**** Выбранный фрагмент
Дети, Хворостовский и мечты
— Не могу не спросить. Вас воспитали как музыканта, вы это же сделали со своими детьми… Как увлечь и привить любовь к музыке, искусству, театру у подрастающего поколения? Силком водить и через «не хочу»?
— Со мной было и так. (Смеётся). В пять лет по-другому нельзя. С одной стороны, заинтересовываешь постановками, водишь на спектакли, а с другой — «тебе пора заниматься, иди за инструмент!» Кнутом и пряником надо действовать. В процессе ребёнок втянется. Сам процесс занятий должен быть интересным, но и без дисциплины ничего хорошего не получится.
— А вне работы вы только классическую музыку слушаете? Или можете шансон или попсу включить?
— Я не против никакой музыки, но в первую очередь, конечно, интересна классика. Сейчас есть что послушать, ведь для этого есть все возможности — можно смотреть трансляции из самых разных театров по всему миру! Раньше было не достать пластинок с какой-то певицей, а сейчас всё в свободном доступе. Это очень важно для музыканта, ведь это расширяет кругозор. В консерватории преподаватель говорит, как и что сыграть, — фактически ты следуешь мнению одного человека. А здесь есть колоссальный выбор с самыми разными исполнениями, ты даёшь свою собственную оценку, развиваешься. Отличная возможность для профессионального роста.
— Вы всё же музыку оцениваете с профессиональной точки зрения? Не для удовольствия, как простой слушатель?
— Я не сказал бы, что для меня это проблема. Ты сразу даёшь оценку, нравится тебе или нет. Это не тот анализ, когда начинаешь копаться в произведении, разделять на составляющие. Уже в процессе делаешь себе пометки, как и что ты сам сделал бы по-другому. Если вещь нравится, то это будет в удовольствие.
********
**** Строки данных
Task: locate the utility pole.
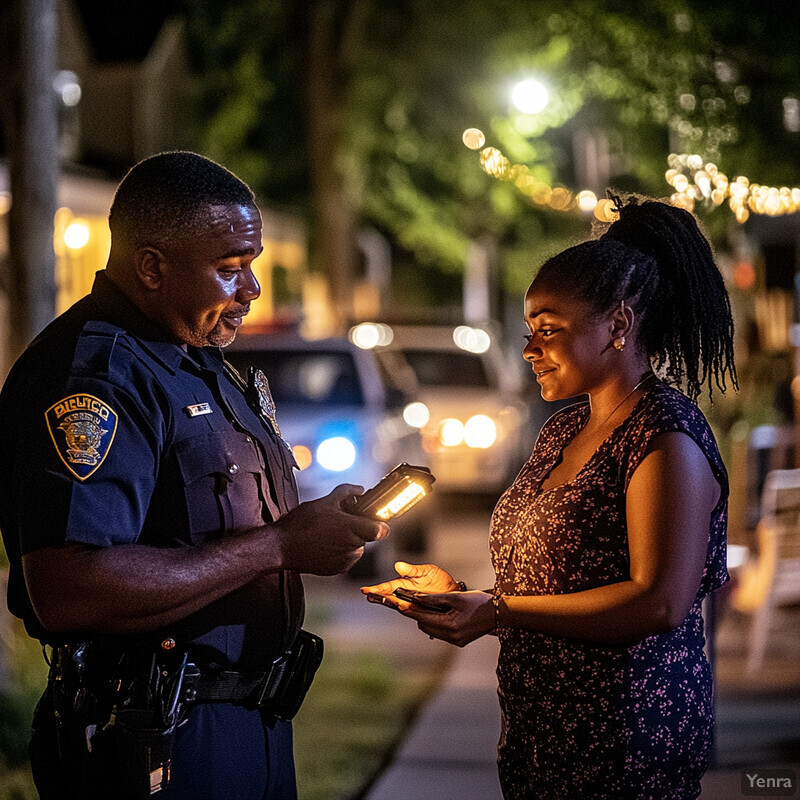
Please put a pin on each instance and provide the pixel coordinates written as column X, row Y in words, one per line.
column 31, row 129
column 28, row 43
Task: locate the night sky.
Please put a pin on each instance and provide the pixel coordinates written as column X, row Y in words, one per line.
column 122, row 30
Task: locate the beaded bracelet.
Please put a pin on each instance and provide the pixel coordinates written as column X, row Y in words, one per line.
column 496, row 604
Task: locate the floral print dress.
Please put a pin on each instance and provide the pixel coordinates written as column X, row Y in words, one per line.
column 584, row 720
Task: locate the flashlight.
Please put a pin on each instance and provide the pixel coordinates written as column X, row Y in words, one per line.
column 395, row 493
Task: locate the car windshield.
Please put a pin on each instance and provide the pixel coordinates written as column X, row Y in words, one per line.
column 304, row 378
column 446, row 368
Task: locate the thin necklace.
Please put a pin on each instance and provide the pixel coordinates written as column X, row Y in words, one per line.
column 622, row 402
********
• **Задачи**
A. Пожалуйста, выведите без изменений часть интервью о музыке, которая открывается словами, содержащими «Дети, Хворостовский и», и завершается словами «хорошего не получится.».
B. Продолжите интервью о музыке, начав сразу после его последней фразы.

• **Ответы**
A.
Дети, Хворостовский и мечты
— Не могу не спросить. Вас воспитали как музыканта, вы это же сделали со своими детьми… Как увлечь и привить любовь к музыке, искусству, театру у подрастающего поколения? Силком водить и через «не хочу»?
— Со мной было и так. (Смеётся). В пять лет по-другому нельзя. С одной стороны, заинтересовываешь постановками, водишь на спектакли, а с другой — «тебе пора заниматься, иди за инструмент!» Кнутом и пряником надо действовать. В процессе ребёнок втянется. Сам процесс занятий должен быть интересным, но и без дисциплины ничего хорошего не получится.

B.
— Удалось поработать с Дмитрием Хворостовским?
— Конечно! Я больше 40 лет преподавал в институте, он некоторое время был моим студентом по классу вокального ансамбля. Когда Дима начал работать в театре и стал победителем международного конкурса певцов в Кардиффе, то на сцене Красноярского театра оперы и балета прошёл большой концерт, которым я дирижировал. После по заказу Всесоюзного телевидения делали видеозапись нашей оперы «Травиата» — Дима исполнял Жермона, а Лариса Морзоева пела Виолетту, а я дирижировал. Запись транслировалась на весь Советский Союз, нам приходили письма благодарности от зрителей.
— А есть ещё несыгранное, что очень хотелось бы сделать?
— На самом деле сыграно очень мало. Всегда хочется большего. Если бы выпала возможность, я бы с удовольствием взялся за хорошую оперу. Например, возобновить «Садко» Римского-Корсакова. Или поставить его же «Сказание о невидимом граде Китеже и деве Февронии».
Нюанс
Александр Косинский с 1980 года преподаёт в Сибирском государственном институте искусств, который сейчас носит имя Дмитрия Хворостовского. Александр Хрисанфович доцент кафедры сольного пения и оперной подготовки.